== EXERCISE ==
Go through the records and filter out every line lacking the word "aqueduct"; copy the lines that remain.

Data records
***

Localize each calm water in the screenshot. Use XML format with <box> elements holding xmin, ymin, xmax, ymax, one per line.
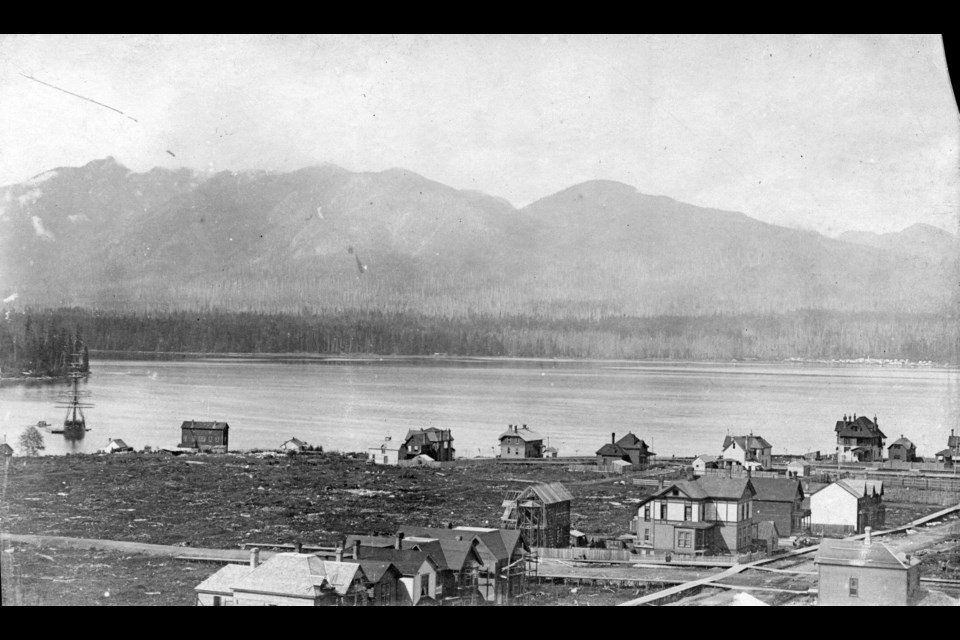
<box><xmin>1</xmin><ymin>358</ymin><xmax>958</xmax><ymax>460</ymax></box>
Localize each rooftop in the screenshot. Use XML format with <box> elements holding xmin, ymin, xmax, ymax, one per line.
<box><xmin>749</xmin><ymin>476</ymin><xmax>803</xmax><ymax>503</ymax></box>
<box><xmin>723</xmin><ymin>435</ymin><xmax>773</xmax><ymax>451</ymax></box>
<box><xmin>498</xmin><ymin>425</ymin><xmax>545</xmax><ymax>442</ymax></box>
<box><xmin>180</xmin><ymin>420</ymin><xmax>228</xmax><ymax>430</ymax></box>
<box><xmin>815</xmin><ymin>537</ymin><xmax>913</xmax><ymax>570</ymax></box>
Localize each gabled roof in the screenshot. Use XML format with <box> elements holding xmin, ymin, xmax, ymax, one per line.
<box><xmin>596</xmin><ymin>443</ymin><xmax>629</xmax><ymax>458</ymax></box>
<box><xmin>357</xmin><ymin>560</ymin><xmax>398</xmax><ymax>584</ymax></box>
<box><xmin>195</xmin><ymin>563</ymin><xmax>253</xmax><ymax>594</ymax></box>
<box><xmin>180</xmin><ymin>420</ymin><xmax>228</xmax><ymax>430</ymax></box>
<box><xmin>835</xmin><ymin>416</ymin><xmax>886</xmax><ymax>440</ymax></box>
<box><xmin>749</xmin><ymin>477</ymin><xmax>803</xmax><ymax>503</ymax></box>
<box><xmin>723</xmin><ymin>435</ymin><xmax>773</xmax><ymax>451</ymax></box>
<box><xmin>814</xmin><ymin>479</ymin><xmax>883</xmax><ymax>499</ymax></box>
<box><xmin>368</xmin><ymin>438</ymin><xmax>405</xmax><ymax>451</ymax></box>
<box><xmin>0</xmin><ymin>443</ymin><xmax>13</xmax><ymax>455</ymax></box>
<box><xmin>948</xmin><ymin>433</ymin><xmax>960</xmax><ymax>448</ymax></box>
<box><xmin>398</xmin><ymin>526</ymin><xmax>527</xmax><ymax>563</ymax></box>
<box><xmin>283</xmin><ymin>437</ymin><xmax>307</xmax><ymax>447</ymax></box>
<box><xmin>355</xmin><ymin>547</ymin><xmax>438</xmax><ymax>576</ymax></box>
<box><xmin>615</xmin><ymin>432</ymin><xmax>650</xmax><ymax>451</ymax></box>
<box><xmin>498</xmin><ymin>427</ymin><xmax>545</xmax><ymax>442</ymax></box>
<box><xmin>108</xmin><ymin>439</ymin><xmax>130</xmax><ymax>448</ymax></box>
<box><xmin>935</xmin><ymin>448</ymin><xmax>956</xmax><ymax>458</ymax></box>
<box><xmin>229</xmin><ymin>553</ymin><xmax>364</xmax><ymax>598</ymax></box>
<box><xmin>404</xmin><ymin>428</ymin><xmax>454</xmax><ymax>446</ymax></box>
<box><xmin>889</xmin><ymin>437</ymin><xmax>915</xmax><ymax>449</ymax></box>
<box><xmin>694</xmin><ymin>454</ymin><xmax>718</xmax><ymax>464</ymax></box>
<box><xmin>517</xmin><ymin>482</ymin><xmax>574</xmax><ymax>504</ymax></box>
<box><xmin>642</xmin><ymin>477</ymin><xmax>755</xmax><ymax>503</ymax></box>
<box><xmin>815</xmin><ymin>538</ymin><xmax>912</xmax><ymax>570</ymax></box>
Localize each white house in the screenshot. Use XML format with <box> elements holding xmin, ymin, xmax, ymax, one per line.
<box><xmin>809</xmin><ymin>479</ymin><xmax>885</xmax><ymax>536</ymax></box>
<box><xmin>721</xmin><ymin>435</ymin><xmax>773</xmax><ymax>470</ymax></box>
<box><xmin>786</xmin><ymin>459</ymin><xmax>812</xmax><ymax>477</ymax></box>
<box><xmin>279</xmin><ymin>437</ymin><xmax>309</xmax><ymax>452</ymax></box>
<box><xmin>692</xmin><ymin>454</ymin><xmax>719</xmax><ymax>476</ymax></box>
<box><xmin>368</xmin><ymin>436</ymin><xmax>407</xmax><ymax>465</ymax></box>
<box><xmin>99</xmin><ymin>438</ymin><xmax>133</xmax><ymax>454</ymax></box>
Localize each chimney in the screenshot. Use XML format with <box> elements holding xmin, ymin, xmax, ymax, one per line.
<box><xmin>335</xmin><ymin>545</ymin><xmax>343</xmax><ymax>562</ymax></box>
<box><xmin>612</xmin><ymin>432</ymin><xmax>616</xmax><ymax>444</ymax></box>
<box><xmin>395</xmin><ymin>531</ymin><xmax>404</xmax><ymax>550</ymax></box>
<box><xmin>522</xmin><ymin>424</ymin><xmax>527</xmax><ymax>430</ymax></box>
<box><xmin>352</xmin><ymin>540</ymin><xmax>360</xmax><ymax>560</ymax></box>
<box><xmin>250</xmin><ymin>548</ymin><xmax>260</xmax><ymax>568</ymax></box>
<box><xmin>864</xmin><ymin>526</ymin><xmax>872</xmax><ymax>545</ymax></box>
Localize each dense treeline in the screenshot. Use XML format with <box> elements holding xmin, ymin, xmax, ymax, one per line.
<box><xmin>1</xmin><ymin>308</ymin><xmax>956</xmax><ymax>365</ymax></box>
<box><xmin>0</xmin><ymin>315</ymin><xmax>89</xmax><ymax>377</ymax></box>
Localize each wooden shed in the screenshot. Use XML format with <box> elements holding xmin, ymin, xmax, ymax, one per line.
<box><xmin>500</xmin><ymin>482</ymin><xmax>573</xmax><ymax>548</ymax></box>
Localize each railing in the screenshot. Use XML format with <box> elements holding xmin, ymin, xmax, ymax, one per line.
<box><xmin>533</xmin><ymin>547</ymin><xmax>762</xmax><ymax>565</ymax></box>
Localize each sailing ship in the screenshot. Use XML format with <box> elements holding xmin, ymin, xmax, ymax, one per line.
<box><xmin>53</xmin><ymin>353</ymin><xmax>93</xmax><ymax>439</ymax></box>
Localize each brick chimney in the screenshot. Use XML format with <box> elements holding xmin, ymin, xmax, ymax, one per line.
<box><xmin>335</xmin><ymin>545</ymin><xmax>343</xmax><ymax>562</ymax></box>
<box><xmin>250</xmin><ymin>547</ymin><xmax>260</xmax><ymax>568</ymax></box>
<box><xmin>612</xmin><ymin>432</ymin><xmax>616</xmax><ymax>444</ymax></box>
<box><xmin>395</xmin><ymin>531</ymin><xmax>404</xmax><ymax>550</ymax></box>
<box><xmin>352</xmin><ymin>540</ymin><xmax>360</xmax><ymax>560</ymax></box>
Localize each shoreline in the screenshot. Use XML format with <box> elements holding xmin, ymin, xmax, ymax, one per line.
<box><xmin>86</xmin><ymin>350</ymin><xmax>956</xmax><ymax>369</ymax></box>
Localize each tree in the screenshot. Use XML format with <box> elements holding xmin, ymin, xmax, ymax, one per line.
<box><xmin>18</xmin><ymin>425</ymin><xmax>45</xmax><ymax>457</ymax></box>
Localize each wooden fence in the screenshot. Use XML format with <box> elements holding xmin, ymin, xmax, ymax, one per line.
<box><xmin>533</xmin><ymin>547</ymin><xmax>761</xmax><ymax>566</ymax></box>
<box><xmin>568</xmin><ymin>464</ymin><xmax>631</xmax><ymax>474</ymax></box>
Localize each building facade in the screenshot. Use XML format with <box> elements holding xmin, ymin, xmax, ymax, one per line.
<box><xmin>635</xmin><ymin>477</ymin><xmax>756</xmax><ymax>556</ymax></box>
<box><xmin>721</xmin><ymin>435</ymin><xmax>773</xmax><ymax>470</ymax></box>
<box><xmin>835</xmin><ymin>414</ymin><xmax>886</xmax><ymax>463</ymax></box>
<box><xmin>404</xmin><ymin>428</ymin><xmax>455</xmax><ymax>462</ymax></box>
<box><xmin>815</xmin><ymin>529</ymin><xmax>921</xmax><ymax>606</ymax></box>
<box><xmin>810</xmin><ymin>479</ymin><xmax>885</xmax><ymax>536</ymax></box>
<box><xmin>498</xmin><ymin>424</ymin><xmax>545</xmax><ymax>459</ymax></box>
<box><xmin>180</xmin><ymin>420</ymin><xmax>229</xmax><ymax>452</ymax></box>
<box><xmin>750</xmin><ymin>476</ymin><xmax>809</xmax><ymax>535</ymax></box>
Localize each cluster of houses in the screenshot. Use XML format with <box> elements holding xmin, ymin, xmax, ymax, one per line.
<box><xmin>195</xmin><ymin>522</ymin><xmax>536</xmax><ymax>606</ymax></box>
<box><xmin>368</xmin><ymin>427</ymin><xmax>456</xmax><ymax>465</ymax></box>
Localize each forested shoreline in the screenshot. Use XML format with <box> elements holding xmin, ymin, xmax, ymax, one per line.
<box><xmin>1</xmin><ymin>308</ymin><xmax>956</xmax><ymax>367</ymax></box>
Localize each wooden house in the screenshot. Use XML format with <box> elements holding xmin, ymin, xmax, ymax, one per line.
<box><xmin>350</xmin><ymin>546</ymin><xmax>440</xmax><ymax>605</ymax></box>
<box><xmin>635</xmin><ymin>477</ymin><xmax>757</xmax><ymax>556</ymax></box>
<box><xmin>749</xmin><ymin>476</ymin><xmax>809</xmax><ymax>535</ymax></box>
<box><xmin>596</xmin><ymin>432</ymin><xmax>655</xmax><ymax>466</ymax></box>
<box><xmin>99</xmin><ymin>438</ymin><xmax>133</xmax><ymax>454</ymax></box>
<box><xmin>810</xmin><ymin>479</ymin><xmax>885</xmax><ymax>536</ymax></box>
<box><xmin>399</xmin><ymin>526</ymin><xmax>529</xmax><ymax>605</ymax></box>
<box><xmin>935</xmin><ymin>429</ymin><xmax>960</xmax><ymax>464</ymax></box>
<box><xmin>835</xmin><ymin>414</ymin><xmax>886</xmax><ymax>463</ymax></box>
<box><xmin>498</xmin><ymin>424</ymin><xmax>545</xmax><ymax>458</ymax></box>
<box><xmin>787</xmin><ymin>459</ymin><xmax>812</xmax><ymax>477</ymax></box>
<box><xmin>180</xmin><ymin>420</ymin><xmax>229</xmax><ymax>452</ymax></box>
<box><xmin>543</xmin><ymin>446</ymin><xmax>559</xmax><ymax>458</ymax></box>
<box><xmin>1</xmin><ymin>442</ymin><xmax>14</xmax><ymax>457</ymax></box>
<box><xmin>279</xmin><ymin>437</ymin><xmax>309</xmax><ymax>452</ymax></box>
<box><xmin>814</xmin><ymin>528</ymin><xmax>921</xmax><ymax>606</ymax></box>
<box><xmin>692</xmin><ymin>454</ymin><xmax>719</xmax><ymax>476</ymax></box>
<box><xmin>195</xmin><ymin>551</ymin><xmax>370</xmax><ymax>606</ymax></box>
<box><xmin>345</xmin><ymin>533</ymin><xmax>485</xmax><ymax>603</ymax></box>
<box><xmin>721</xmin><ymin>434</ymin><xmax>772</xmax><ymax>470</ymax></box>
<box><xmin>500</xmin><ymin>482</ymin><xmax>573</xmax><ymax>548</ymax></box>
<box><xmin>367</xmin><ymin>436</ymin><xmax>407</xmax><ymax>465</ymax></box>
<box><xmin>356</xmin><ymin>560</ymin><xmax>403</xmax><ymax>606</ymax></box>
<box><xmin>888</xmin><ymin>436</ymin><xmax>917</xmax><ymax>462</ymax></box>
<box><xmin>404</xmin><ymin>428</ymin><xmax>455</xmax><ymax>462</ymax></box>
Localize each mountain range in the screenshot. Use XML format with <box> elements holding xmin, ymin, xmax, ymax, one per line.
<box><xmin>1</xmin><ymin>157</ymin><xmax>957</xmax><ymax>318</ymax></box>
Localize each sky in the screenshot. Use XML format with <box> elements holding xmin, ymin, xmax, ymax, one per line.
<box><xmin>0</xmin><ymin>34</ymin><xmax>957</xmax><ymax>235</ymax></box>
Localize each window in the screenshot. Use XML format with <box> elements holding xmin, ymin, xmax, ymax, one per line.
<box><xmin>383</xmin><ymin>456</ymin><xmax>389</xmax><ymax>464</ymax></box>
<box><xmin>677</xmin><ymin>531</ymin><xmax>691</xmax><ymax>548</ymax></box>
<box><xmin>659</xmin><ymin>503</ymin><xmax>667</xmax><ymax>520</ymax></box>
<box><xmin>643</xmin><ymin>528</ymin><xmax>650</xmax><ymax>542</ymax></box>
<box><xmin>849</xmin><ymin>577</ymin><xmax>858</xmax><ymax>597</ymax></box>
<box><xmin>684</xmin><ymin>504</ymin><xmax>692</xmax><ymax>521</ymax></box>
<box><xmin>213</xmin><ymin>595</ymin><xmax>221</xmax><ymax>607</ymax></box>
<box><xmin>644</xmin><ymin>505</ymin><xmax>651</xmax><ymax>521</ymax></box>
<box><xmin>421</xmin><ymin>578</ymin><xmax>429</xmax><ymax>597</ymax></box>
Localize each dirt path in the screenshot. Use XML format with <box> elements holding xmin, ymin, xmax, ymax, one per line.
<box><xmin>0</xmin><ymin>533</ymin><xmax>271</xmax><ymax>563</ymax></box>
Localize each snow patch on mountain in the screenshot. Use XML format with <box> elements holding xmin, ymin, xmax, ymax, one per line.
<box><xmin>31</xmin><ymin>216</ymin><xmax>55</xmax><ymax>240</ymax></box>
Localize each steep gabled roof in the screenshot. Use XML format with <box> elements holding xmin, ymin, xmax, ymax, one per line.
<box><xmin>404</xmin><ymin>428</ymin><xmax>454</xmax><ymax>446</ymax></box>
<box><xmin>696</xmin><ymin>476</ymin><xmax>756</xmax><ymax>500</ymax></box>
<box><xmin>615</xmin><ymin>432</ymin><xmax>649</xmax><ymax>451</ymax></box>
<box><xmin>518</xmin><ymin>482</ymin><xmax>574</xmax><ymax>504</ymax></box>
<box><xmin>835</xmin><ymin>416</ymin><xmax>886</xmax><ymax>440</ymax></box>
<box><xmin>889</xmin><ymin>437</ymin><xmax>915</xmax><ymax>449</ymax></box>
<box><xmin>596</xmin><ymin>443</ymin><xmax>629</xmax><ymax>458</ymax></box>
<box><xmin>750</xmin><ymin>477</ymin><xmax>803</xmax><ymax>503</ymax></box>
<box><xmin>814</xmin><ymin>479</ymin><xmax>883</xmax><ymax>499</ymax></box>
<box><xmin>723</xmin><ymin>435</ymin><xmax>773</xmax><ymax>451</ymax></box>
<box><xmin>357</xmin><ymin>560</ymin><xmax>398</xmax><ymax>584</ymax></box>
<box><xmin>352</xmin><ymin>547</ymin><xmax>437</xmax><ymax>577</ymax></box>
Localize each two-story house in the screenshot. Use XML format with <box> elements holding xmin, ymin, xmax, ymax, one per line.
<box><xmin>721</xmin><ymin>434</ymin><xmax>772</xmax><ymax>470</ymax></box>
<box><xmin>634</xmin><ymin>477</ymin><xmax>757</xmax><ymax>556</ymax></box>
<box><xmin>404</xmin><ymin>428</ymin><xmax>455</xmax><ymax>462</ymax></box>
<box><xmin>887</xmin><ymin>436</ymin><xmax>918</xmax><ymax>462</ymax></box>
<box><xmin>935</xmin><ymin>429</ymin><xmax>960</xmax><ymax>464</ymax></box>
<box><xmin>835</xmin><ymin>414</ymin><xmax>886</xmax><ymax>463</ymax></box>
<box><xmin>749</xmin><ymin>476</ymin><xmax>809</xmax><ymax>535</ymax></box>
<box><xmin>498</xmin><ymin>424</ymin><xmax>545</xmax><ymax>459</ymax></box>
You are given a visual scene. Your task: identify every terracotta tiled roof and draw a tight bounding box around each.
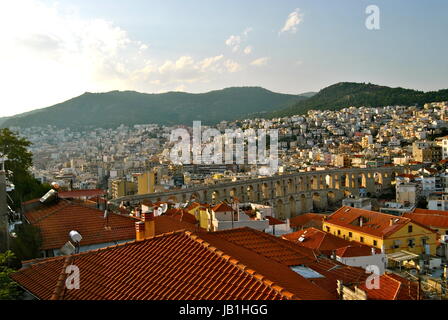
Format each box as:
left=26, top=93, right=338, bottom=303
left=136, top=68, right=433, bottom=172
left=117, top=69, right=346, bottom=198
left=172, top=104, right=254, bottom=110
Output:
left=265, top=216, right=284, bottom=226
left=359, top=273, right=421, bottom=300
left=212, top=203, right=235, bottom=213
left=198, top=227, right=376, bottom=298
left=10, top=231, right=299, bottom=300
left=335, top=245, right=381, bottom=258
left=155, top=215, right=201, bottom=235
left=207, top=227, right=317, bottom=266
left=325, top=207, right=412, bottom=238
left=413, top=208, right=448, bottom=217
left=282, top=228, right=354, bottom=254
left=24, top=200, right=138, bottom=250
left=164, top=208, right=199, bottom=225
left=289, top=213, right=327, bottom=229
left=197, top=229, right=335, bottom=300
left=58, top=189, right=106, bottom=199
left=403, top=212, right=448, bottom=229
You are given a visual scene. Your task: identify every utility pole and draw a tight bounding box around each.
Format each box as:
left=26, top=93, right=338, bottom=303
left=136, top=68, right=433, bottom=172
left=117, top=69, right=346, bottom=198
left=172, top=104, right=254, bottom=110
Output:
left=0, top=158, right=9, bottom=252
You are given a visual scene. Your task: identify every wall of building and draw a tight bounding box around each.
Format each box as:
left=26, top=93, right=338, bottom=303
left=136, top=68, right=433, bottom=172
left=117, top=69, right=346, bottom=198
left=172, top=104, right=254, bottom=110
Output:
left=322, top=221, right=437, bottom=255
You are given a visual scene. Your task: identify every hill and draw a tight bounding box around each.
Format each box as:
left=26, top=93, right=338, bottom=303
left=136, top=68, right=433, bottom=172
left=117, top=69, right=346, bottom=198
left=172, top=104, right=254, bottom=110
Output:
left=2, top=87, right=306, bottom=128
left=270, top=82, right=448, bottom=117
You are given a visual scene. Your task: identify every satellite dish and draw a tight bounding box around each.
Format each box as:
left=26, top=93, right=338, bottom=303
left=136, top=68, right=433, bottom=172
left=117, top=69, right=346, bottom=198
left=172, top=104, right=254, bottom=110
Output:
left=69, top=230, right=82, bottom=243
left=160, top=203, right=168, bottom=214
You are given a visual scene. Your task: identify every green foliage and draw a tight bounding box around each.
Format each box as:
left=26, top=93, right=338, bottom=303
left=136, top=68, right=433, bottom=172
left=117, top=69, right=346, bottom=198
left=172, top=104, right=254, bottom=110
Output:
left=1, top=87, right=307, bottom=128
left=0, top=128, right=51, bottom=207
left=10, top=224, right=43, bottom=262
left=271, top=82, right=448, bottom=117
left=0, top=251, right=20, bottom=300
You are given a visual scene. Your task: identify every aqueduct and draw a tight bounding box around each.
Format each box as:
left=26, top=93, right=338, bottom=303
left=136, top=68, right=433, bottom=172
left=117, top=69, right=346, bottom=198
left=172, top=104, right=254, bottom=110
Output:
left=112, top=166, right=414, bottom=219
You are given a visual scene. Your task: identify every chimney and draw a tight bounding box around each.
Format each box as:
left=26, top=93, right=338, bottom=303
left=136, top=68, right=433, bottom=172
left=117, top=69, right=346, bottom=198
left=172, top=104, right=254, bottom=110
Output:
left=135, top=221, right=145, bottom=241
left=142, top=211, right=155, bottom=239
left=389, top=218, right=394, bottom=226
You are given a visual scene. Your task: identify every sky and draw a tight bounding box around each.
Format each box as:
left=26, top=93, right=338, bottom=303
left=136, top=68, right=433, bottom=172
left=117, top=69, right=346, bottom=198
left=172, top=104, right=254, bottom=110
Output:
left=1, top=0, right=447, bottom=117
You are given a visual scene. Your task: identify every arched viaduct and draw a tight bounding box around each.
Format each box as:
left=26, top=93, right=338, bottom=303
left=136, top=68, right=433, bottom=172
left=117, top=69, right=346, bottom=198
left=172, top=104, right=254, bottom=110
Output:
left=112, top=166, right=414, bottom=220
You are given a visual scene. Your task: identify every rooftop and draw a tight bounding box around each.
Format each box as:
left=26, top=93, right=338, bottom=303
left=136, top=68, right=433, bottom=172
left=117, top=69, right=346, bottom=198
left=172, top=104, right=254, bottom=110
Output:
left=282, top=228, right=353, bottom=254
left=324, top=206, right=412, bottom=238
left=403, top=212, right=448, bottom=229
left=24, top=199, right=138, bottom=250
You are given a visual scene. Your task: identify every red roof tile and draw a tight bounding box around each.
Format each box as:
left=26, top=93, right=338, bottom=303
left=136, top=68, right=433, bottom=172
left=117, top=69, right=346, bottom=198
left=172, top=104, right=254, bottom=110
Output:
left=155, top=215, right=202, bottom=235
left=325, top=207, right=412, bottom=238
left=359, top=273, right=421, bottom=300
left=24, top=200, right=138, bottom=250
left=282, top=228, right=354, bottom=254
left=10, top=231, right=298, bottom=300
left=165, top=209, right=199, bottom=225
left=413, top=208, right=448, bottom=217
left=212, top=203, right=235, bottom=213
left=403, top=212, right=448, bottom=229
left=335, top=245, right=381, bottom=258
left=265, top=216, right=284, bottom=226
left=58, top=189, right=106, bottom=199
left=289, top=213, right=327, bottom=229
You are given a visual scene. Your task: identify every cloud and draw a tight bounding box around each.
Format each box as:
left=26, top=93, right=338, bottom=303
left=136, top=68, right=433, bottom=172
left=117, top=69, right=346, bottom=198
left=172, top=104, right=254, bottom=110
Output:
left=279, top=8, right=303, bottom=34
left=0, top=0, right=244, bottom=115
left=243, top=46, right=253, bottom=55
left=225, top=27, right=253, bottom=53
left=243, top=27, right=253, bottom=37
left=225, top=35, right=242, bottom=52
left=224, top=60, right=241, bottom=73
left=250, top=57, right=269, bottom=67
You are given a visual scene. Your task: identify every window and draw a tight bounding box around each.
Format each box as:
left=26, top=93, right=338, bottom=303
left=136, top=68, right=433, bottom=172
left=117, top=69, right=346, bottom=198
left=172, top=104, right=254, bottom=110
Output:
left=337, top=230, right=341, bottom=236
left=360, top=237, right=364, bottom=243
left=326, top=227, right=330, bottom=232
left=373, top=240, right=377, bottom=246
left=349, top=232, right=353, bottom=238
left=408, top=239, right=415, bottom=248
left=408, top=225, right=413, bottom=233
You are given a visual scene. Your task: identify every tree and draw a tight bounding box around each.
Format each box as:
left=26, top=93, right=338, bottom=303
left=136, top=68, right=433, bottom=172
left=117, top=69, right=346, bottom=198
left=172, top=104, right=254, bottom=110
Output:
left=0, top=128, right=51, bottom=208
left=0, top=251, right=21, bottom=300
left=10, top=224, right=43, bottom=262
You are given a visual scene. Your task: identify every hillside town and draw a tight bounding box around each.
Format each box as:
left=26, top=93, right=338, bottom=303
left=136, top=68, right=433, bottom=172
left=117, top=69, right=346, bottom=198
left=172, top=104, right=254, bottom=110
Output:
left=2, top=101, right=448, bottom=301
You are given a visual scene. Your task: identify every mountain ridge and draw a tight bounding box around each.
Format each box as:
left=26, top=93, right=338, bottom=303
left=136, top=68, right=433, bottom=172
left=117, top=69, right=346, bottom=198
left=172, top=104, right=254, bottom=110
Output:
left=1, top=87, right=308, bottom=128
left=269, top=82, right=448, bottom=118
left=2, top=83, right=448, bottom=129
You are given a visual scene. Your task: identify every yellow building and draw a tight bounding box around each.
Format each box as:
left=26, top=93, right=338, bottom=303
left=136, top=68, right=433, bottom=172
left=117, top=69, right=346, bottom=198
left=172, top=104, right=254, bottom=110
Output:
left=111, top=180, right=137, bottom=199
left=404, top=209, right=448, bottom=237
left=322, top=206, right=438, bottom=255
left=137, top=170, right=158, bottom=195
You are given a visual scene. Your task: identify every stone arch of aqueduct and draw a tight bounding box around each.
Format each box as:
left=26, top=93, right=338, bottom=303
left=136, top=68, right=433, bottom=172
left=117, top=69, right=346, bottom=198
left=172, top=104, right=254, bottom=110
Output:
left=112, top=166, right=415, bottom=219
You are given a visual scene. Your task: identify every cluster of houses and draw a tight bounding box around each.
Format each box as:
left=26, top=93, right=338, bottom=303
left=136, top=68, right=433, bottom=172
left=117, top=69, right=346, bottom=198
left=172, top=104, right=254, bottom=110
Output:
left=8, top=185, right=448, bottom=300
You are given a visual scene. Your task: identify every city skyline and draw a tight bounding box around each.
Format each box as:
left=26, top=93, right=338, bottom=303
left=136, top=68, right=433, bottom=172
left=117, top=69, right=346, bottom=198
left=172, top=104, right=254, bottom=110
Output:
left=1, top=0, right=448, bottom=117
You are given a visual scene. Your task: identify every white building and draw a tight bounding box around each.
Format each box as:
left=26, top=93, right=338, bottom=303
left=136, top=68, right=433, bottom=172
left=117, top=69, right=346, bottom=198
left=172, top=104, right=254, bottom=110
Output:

***

== TASK RESULT ==
You are given a visual scene. Your task: identify every aqueduct and draw a tight bounding box around each.
You are given a visual scene. Your task: identify every stone arch of aqueduct and draw a tight bounding box around each.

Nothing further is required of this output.